Document section =>
____

Last night, whilst a mate and I were bitching about how the obtrusiveness of Sky's adverts spoilt our enjoyment of Battlestar Galactica, I happened to mention that consumer electronics really should be rethunk. My mate agreed. I got stuck trying to describe my vision of technological utopia. When my mate piped-up saying that what we needed were huge storage arrays. When you buy a DVD you pop it into your DVD player and watch it as normal. Whilst watching it the system also copies it to your array. Hence, once you have watched the DVD once you never need the original media again. Great idea. But it'll never work.

Well, actually, it could work. It's just that it'll never be allowed to work. I've been thinking about the development of media in the 21st century quite a lot recently. As yet I can draw no real conclusions, except that mostly the problems are not technological. Which is nice. Because contemplation of thesenon-technological issues which I find most fascinating. I'm not helped by the fact that I'm having problems turning up hard data but what I can find only makes me think more (and a recent Vagueware post has made me think some more too).

____

Task requirements =>
a: Transcribe the post on consumer electronics from "Last night, whilst" up to and including "it'll never work.".
b: Answer these questions from the post on consumer electronics:
(i) Whose adverts spoiled the writer's enjoyment of Battlestar Galactica?
(ii) What did the writer's mate say was needed?
(iii) According to the writer, what are the problems in media development mostly not?
c: Write the next part of the post on consumer electronics and media, picking up after its final sentence.
The items that follow the post have nothing to do with what is asked here.

____

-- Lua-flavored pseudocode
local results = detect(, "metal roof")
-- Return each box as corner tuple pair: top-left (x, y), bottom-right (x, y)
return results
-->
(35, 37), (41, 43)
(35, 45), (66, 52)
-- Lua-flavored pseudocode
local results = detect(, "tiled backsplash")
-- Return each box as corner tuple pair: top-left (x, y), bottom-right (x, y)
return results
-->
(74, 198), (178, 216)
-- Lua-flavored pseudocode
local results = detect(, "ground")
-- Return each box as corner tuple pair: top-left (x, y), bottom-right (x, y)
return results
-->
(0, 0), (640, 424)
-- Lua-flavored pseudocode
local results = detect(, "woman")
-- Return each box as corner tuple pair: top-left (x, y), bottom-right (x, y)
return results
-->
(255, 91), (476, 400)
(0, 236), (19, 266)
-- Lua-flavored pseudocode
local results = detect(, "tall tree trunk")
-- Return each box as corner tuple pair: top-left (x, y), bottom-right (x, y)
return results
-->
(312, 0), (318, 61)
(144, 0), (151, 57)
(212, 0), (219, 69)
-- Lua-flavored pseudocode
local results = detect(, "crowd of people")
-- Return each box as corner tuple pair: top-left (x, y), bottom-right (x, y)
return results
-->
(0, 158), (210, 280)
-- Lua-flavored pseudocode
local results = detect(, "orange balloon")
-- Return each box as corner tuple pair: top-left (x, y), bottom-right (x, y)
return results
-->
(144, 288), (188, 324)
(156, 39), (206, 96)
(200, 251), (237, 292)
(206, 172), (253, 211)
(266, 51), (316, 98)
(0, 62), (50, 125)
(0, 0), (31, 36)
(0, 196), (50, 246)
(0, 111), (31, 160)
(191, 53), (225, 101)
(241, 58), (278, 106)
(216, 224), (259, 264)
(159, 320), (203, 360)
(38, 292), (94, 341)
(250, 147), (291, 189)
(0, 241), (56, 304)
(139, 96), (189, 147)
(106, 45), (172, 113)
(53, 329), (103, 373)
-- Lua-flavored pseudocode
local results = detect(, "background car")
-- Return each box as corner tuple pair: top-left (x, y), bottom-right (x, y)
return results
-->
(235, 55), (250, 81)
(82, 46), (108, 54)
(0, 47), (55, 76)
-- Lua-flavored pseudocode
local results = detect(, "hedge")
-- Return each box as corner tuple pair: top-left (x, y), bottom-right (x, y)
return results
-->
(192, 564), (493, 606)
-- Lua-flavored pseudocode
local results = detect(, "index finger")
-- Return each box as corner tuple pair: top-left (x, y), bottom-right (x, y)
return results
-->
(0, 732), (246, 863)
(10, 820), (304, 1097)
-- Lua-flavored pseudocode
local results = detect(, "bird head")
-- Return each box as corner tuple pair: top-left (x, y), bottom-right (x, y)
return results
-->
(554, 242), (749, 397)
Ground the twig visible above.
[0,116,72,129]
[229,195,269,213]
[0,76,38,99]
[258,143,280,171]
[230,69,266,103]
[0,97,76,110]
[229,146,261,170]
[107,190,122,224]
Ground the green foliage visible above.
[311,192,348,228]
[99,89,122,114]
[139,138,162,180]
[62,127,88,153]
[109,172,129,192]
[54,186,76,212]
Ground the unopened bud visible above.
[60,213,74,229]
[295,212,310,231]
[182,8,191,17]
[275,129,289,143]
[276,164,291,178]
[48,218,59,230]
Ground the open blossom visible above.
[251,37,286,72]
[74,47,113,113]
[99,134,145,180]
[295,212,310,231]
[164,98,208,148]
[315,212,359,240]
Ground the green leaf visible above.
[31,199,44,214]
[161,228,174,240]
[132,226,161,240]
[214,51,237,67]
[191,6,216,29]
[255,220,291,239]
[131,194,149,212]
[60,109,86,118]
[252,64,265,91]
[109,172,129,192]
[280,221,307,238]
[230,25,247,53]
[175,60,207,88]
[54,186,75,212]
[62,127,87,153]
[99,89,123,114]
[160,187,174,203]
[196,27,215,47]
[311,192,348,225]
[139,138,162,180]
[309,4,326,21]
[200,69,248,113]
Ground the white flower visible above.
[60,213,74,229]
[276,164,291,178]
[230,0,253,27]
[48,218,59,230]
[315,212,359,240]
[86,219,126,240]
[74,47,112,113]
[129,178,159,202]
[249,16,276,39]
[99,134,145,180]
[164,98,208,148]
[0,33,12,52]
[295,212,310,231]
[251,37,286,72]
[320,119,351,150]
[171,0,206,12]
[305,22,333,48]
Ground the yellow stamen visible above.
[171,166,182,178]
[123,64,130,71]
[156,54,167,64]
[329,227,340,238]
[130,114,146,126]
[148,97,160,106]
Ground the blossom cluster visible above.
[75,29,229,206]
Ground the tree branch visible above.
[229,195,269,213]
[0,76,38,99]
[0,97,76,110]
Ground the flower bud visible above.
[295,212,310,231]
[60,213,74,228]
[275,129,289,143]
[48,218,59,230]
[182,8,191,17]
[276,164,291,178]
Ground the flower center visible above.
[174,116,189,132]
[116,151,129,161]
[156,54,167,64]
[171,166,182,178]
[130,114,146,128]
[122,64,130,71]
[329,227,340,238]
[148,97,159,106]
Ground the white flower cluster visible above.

____

Results for the exercise =>
a:
Last night, whilst a mate and I were bitching about how the obtrusiveness of Sky's adverts spoilt our enjoyment of Battlestar Galactica, I happened to mention that consumer electronics really should be rethunk. My mate agreed. I got stuck trying to describe my vision of technological utopia. When my mate piped-up saying that what we needed were huge storage arrays. When you buy a DVD you pop it into your DVD player and watch it as normal. Whilst watching it the system also copies it to your array. Hence, once you have watched the DVD once you never need the original media again. Great idea. But it'll never work.

b:
(i) Sky's
(ii) Huge storage arrays
(iii) Technological

c:
Consider:

TV advertising in the UK generates £4 Billion a year. Counting only people with TV licences this figure is only 56p per person per day. Of course everybody pays for advertising. It's an indirect cost of the goods we buy. A tax levied by the market as it were. But I think I'd happily pay 56p PER PROGRAM on top of the advertising tax just to be rid of irritating commercials for the five or so programs I actively sit down to watch on a weekly basis. Now, given that a single episode of the sort of thing I like to watch costs up to $3Million, if I could find 3 million people who feel the same way then together we could commission our own episodes. And watch them advert free. Once we've done this there is nothing stopping us from selling broadcast rights too... thereby receiving a rebate on the aforementioned advertising tax.

I feel the need to contemplate this some more. Because although this sounds awfully simple it's not. And just trying to contemplate the effects on the status-quo has wasted a whole morning. But still. I don't think I'm alone when I suggest the time has come to change some things about the way we interact with our media. We need a new approach...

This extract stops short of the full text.